◆ 요청 사항:
아래 줄 가운데 "station"라는 문자열이 들어 있는 줄만 걸러서 그대로 옮겨 적으세요. 대소문자를 구분합니다.

====== 주어진 자료 ======

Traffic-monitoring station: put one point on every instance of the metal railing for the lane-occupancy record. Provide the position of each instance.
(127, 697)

======
====== 주어진 자료 ======

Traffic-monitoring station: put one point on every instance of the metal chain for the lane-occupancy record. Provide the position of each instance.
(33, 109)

======
====== 주어진 자료 ======

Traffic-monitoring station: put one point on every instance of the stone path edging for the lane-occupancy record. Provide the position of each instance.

======

◆ 결과:
Traffic-monitoring station: put one point on every instance of the metal railing for the lane-occupancy record. Provide the position of each instance.
Traffic-monitoring station: put one point on every instance of the metal chain for the lane-occupancy record. Provide the position of each instance.
Traffic-monitoring station: put one point on every instance of the stone path edging for the lane-occupancy record. Provide the position of each instance.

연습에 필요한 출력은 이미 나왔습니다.